Provided entries
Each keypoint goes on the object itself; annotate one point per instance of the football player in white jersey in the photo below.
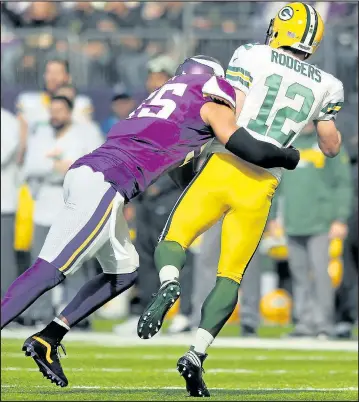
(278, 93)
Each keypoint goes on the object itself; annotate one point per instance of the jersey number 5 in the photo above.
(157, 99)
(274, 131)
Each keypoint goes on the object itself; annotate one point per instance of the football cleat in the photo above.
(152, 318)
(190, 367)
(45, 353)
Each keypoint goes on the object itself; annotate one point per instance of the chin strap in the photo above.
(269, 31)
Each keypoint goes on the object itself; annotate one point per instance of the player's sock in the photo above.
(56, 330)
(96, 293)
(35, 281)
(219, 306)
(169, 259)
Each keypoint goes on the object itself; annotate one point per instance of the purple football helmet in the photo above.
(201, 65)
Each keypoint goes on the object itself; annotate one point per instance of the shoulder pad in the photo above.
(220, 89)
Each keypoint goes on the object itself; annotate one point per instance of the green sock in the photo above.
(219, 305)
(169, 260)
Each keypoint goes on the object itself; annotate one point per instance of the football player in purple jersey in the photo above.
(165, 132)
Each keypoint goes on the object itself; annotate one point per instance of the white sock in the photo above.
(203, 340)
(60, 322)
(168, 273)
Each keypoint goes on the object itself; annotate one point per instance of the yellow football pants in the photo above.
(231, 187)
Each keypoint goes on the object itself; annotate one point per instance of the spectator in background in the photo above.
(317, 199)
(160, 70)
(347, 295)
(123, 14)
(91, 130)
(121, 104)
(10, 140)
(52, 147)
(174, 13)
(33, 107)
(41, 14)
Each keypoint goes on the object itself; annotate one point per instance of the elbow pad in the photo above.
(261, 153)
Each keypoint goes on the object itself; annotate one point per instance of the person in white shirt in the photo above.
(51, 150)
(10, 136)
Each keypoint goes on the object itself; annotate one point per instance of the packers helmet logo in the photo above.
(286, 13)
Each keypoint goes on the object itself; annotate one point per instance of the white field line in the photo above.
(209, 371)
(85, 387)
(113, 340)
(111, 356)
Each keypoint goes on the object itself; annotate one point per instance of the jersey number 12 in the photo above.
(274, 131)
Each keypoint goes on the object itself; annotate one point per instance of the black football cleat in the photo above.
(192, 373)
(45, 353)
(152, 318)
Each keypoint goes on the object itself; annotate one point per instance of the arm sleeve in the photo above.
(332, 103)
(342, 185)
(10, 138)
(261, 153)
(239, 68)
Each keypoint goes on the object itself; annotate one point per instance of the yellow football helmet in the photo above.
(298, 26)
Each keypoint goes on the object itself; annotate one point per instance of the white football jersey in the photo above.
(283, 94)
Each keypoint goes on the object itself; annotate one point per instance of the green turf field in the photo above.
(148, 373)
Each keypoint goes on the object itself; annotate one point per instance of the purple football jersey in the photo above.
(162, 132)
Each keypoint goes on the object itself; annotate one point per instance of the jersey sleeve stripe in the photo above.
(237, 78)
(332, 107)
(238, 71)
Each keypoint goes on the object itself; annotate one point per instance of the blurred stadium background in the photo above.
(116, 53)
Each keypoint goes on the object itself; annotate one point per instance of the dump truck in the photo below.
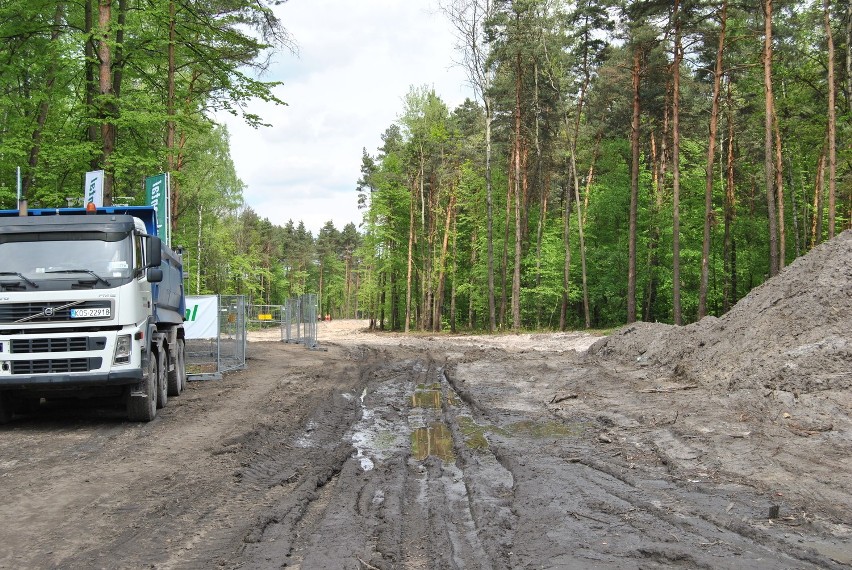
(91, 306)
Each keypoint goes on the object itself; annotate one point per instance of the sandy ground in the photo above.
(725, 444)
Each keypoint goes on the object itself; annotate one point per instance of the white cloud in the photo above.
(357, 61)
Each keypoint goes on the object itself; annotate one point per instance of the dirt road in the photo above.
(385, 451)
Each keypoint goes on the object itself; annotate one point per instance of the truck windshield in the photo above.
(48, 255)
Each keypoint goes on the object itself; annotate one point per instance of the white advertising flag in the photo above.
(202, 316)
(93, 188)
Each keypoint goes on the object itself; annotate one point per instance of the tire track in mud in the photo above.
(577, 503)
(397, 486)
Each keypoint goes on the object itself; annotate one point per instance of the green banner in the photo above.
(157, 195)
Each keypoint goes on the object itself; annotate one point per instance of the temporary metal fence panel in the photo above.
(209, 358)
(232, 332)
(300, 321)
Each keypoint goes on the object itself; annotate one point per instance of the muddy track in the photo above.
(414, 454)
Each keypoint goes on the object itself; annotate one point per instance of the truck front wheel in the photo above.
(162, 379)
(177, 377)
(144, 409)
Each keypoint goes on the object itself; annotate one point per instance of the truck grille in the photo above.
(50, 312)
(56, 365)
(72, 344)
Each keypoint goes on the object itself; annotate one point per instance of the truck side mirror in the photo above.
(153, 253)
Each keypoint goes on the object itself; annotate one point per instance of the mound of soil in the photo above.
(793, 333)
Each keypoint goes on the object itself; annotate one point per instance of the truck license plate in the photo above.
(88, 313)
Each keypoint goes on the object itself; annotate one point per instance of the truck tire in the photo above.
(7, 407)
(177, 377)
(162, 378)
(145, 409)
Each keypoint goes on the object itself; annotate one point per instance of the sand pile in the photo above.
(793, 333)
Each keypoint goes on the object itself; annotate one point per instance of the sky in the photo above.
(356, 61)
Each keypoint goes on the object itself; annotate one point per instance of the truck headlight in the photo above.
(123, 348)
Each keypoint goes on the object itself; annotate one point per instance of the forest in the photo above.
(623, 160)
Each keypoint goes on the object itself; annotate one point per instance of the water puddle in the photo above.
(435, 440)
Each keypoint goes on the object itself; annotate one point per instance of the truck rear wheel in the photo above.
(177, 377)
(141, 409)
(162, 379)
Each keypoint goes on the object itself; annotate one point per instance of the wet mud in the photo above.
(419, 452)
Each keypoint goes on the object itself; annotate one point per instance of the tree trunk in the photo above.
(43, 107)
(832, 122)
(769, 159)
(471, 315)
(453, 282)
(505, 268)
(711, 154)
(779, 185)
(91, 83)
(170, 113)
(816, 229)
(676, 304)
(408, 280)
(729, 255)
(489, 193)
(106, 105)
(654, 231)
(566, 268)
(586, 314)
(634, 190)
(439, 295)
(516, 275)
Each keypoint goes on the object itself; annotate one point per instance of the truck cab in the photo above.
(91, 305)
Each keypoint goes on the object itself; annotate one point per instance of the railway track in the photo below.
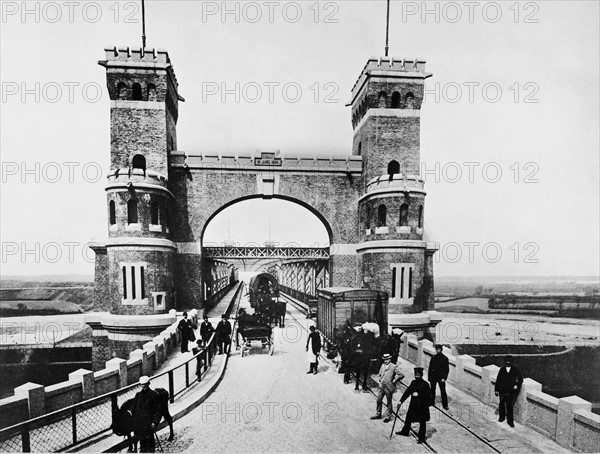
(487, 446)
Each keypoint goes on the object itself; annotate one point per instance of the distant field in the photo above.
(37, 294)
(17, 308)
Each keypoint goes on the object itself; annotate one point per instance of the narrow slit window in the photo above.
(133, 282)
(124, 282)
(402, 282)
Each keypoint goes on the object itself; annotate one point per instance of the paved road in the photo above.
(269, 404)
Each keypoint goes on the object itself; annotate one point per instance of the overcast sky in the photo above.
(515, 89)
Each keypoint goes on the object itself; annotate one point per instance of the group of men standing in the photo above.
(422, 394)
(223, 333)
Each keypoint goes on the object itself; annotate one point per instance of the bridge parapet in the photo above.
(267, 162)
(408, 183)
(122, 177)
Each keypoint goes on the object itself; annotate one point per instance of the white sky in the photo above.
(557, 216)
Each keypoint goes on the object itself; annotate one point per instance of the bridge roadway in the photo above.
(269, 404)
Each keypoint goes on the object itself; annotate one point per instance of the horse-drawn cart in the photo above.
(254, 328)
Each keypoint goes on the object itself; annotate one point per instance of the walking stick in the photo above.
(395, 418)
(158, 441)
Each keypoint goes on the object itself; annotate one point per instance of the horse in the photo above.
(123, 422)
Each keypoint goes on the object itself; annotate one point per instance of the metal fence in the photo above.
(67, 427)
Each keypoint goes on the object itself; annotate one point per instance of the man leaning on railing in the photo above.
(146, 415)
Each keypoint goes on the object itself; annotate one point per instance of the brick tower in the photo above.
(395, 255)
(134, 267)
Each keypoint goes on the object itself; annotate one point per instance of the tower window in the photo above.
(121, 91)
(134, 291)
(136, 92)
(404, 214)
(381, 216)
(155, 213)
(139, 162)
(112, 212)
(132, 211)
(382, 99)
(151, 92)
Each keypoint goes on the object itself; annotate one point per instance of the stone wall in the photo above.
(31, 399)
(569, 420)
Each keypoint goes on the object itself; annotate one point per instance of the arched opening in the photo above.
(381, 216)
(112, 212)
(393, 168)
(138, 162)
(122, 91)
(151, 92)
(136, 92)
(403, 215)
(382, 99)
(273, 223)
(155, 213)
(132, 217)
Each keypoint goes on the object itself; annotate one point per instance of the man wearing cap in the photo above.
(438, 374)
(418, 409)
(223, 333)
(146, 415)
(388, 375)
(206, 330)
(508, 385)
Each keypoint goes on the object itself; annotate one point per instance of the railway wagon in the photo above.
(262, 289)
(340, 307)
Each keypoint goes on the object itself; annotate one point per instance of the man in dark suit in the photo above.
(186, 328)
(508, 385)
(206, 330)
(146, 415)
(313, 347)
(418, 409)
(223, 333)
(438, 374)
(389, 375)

* * *

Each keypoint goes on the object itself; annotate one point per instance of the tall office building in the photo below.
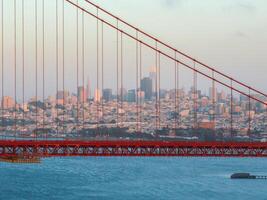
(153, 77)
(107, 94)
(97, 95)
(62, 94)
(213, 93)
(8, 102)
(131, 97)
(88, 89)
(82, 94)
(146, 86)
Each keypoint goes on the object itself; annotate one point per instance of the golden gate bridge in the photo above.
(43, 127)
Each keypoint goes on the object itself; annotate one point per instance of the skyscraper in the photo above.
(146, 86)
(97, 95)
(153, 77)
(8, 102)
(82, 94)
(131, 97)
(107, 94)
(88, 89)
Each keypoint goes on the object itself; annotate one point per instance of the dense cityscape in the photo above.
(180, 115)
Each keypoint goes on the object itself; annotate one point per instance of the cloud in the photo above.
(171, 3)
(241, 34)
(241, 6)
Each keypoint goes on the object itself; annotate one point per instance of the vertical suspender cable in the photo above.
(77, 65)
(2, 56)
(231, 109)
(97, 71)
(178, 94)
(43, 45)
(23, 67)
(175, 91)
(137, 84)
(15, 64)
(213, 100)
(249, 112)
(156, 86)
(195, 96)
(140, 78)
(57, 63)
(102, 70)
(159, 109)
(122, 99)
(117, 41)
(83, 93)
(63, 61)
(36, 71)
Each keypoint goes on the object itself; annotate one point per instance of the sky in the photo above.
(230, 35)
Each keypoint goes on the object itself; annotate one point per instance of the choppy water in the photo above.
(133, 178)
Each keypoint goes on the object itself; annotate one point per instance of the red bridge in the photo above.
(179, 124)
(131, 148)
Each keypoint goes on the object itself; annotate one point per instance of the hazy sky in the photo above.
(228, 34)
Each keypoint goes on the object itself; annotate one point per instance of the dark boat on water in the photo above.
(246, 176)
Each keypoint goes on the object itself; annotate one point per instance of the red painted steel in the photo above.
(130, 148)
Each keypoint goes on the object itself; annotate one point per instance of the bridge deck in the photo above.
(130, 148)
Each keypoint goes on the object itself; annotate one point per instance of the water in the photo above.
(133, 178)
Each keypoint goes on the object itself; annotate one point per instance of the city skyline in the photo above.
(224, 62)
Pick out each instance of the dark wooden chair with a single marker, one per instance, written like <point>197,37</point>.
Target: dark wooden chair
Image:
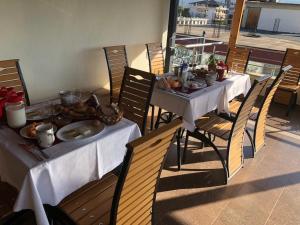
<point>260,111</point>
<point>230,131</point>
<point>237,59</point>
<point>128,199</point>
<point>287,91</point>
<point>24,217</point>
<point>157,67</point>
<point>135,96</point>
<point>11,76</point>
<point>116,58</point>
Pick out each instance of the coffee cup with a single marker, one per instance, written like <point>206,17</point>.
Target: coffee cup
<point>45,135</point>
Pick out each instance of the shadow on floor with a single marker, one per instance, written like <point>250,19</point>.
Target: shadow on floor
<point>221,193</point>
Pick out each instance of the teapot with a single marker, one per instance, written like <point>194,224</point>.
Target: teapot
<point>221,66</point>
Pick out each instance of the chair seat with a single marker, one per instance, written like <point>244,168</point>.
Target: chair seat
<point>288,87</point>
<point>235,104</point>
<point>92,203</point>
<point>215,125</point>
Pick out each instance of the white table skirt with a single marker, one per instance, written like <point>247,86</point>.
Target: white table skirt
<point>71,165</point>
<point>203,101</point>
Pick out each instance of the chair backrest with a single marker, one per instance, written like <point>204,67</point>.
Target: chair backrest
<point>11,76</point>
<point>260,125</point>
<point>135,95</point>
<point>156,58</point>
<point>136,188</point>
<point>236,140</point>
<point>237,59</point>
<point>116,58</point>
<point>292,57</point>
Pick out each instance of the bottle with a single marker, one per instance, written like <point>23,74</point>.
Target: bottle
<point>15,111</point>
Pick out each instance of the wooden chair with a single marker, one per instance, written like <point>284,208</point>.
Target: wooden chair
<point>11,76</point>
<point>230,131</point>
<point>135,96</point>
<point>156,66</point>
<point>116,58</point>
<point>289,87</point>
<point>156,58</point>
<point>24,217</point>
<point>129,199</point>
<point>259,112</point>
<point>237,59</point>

...

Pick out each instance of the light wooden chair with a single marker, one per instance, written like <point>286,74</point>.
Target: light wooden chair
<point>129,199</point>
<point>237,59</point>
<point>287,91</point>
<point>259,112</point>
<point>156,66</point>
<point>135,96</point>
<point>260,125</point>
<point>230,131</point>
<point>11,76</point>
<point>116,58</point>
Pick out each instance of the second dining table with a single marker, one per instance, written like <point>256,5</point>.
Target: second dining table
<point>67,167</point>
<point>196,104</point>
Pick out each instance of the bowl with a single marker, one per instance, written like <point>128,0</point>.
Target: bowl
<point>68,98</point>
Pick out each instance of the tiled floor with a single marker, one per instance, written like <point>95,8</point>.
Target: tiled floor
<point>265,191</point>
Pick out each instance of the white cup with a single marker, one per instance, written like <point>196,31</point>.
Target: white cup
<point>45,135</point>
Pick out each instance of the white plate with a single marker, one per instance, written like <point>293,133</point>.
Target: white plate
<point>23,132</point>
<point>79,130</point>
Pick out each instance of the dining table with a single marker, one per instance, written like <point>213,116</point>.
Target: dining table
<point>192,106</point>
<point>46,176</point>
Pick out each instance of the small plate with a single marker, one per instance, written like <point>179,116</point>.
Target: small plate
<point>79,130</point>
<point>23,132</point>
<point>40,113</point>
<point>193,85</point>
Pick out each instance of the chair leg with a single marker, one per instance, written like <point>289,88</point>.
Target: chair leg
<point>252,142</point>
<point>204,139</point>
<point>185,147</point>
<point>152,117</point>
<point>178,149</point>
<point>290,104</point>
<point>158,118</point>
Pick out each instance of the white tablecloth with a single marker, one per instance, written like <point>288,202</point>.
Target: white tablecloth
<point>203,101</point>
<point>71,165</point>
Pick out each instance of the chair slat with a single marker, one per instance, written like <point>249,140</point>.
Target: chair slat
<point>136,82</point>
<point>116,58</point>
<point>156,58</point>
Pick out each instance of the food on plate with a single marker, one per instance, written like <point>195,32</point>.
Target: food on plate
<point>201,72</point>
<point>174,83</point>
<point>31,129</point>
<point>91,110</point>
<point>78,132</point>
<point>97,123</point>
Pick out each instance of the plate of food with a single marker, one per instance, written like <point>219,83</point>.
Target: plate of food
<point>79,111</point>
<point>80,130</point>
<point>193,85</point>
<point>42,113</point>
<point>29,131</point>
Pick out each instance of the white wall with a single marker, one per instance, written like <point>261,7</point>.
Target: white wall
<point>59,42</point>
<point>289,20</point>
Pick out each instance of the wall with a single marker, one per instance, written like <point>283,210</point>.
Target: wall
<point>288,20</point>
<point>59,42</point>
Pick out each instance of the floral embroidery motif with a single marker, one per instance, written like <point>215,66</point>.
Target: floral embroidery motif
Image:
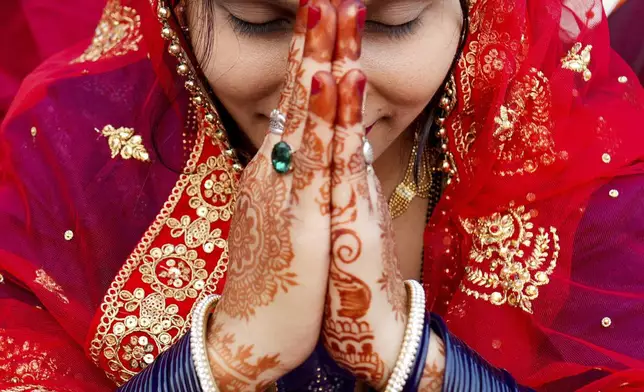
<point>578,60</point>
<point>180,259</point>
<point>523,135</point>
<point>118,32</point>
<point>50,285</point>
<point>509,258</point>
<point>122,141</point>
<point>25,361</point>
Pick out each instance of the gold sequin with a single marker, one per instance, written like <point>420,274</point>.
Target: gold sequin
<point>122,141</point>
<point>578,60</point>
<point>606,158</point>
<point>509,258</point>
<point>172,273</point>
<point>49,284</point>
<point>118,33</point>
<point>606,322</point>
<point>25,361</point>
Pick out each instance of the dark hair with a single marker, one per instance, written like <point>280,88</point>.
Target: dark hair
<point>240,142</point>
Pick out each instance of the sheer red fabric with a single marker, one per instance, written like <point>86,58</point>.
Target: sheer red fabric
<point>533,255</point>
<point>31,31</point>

Aim of the task
Copy each line of the items above that contains the string "shadow". Match case exactly.

Reply
Pick out each instance of the shadow on floor with a single marker, one per instance, written like <point>250,19</point>.
Target: shadow on floor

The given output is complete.